Collected data:

** begin **

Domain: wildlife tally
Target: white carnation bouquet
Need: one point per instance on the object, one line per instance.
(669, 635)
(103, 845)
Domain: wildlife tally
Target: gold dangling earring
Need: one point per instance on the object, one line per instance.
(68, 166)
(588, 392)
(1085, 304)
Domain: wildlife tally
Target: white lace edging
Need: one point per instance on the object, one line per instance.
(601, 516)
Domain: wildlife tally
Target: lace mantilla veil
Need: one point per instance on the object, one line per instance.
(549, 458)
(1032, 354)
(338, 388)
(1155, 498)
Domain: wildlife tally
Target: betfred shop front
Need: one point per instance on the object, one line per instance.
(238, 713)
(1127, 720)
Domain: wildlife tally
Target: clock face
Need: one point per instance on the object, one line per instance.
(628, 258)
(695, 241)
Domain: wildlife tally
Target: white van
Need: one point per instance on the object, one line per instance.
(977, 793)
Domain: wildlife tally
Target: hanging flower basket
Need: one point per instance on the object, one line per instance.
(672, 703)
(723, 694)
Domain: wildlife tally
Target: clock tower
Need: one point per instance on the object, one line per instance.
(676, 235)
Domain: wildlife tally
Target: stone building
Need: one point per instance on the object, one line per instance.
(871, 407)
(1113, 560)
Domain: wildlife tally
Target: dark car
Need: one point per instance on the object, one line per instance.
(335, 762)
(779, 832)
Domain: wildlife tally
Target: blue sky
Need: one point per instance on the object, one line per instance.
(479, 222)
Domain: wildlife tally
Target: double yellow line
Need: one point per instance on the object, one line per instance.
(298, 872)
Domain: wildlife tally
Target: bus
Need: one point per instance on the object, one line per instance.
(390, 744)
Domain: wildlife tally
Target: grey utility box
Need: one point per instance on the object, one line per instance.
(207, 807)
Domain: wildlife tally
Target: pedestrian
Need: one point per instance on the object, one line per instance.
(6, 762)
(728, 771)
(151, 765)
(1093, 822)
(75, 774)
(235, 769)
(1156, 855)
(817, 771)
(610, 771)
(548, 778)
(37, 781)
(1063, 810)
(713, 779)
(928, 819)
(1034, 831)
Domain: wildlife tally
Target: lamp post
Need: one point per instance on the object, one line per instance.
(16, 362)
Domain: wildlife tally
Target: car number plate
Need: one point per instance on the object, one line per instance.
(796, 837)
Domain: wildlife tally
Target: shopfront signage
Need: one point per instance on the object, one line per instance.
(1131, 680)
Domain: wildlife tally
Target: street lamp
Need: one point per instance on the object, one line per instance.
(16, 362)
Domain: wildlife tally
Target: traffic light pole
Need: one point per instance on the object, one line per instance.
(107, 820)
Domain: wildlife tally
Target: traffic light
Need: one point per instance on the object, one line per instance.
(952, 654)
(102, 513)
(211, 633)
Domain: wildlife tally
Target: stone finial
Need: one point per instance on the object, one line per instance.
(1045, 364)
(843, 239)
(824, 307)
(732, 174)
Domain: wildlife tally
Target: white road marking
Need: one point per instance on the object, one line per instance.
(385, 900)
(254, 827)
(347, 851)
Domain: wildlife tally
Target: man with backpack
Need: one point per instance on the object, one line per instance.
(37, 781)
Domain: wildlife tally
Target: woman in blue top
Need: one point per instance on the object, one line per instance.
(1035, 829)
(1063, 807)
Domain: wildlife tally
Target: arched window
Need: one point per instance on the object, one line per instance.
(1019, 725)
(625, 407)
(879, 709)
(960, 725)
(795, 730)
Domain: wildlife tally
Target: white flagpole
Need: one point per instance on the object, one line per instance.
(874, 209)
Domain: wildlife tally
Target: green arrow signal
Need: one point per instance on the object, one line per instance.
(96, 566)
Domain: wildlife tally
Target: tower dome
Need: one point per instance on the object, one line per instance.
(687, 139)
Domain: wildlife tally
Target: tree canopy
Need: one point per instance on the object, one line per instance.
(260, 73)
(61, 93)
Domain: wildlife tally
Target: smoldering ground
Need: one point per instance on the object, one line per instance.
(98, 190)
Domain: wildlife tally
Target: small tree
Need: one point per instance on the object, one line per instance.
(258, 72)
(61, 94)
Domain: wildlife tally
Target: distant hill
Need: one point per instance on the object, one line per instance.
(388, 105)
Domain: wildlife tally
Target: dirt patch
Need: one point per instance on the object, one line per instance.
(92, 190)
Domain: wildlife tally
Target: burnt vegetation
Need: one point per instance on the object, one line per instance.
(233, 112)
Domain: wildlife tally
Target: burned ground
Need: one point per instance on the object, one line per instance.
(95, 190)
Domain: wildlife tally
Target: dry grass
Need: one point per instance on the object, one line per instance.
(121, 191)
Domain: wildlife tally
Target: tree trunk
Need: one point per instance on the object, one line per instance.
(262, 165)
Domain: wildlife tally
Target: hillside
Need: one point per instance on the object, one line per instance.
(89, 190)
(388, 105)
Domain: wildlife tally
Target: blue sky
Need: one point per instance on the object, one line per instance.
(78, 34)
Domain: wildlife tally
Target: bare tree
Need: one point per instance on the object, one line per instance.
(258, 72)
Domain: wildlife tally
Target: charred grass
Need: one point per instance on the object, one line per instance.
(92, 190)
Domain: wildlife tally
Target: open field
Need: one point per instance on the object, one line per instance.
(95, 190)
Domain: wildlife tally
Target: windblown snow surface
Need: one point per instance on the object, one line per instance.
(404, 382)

** end **

▶ WHAT YOU NEED TO DO:
Please output the entire listing exactly as it stands.

▶ SOLUTION:
Domain: wildlife tally
Target: white carnation bouquet
Need: one point per instance on the object, one line per instance.
(669, 635)
(103, 845)
Domain: wildlife tally
Target: gold dangling earring
Need: one point per instance on the object, one line per instance.
(68, 166)
(588, 392)
(1085, 304)
Domain: wildlife tally
Target: white lace edging
Need: one point per instance on the object, one line per instance.
(601, 516)
Domain: wildlife tally
Target: lace mantilla veil
Need: one point per instance on the object, one line per instance.
(549, 458)
(1032, 354)
(338, 388)
(1155, 498)
Domain: wildlife tally
Target: betfred shop front
Need: one point per instance on the object, one line per instance.
(238, 713)
(1127, 720)
Domain: wildlife tally
Target: clock face
Need: one point per instance on the object, one line per instance.
(628, 258)
(695, 241)
Domain: wildlife tally
Target: white van
Need: one point per instance on the object, one line per instance.
(977, 793)
Domain: wildlife tally
Target: hanging flower basket
Need: one point per instance on the object, one line per instance.
(672, 703)
(723, 694)
Domain: wildlife tally
Target: clock tower
Need: one point per instance on the object, one line per instance.
(676, 235)
Domain: wildlife tally
Target: stone building
Need: one point per instance on the object, one line per instance.
(871, 407)
(1113, 560)
Domain: wildlife tally
Target: dark car
Need: one point per instance on the object, one line per instance.
(335, 762)
(779, 832)
Domain: wildlife tally
Target: blue sky
Need: one point per instance on the object, one line per instance.
(479, 222)
Domain: wildlife tally
Target: double yellow line
Need: one point per instance on the object, one line per instance.
(298, 872)
Domain: wildlife tally
Target: bus
Need: one point per instance on the object, one line per instance.
(390, 744)
Domain: wildlife tally
Target: grey utility box
Need: one point per instance on the object, one line per instance.
(207, 807)
Domain: wildlife tally
Target: pedestrian
Need: one point per instance on the object, one line per instance.
(6, 762)
(728, 771)
(151, 765)
(1093, 822)
(75, 774)
(235, 769)
(1156, 855)
(817, 771)
(610, 771)
(548, 778)
(37, 781)
(1063, 810)
(713, 779)
(928, 819)
(1034, 831)
Domain: wildlife tally
Target: lamp post
Need: one point per instance on the object, one line per instance.
(16, 362)
Domain: wildlife tally
Target: car number plate
Need: one point per instance on the object, one line per instance.
(796, 837)
Domain: wildlife tally
Target: shopfront signage
Need: one point per instance on the object, one line per instance.
(1131, 680)
Domain: wildlife tally
Target: street lamp
Need: one point per instance on the object, one line per instance.
(16, 362)
Domain: wildlife tally
Target: traffic light pole
Need: one point per instance on the object, one line per instance.
(107, 820)
Domain: wildlife tally
Target: traffic light
Need: one point per instance on the object, one line per instance.
(952, 654)
(102, 513)
(211, 633)
Domain: wildlife tally
Target: stone finial
Need: one point per instance on the object, one line per instance.
(1045, 364)
(843, 239)
(824, 307)
(732, 174)
Domain: wildlife tally
Target: white road marking
Need: one point per instance on the object, one line per instance.
(385, 900)
(254, 827)
(347, 851)
Domain: wildlife tally
Target: man with backpack
Need: one point per instance on the object, one line per instance.
(37, 781)
Domain: wildlife tally
Target: woman in blue top
Need: one point per instance on the object, one line per instance.
(1035, 829)
(1063, 807)
Domain: wildlife tally
Target: arched window
Need: one point per instance on the object, one line per instance.
(1019, 725)
(625, 407)
(879, 709)
(960, 725)
(795, 730)
Domain: wildlife tally
Target: white flagpole
Need: one point per instance on the object, one line per instance.
(874, 209)
Domain: wildlife tally
Target: green arrow signal
Need: one point per instance on the object, one line per instance.
(96, 566)
Domain: wildlife tally
Target: tower dome
Need: one point per instance on the object, one line per instance.
(687, 139)
Domain: wildlife tally
Target: tree canopy
Need: one point per instance on the object, one line per instance.
(260, 73)
(61, 93)
Domain: wildlife tally
Target: smoldering ground
Need: one point per instance on the object, one line per instance.
(98, 190)
Domain: wildlife tally
Target: small tree
Need: one point per instance on the object, one line per instance.
(258, 72)
(61, 94)
Domain: wildlife tally
Target: distant hill
Need: one point per instance on the object, one line per instance.
(388, 105)
Domain: wildlife tally
Target: dirt patch
Need: one point per instance on the object, one line per instance.
(92, 190)
Domain: wildlife tally
Target: burnt vegetation
Need: one point per instance on the object, one line per instance.
(233, 112)
Domain: wildlife tally
Target: burned ground
Need: one point per instance on the object, one line per instance.
(95, 190)
Domain: wildlife tally
Target: dry grass
Need: one point per instance on the object, one line per instance.
(121, 191)
Domain: wildlife tally
Target: tree trunk
Need: one point per instance on the object, one line per instance.
(262, 165)
Domain: wildlife tally
Target: hillside
Need: one point per instance on the object, one line per instance.
(89, 190)
(388, 105)
Domain: wildlife tally
Target: blue sky
Need: one point per instance on the object, one line per instance.
(78, 34)
Domain: wildlife tally
Target: bare tree
Need: one point per instance on the object, one line per instance.
(258, 72)
Domain: wildlife tally
Target: charred grass
Need: one point per instance on the object, one line per instance.
(92, 190)
Domain: wildlife tally
Target: open field
Need: one point per instance on the object, one line per instance.
(95, 190)
Domain: wildlife tally
Target: windblown snow surface
Need: one point per instance on the object, one line per instance.
(404, 382)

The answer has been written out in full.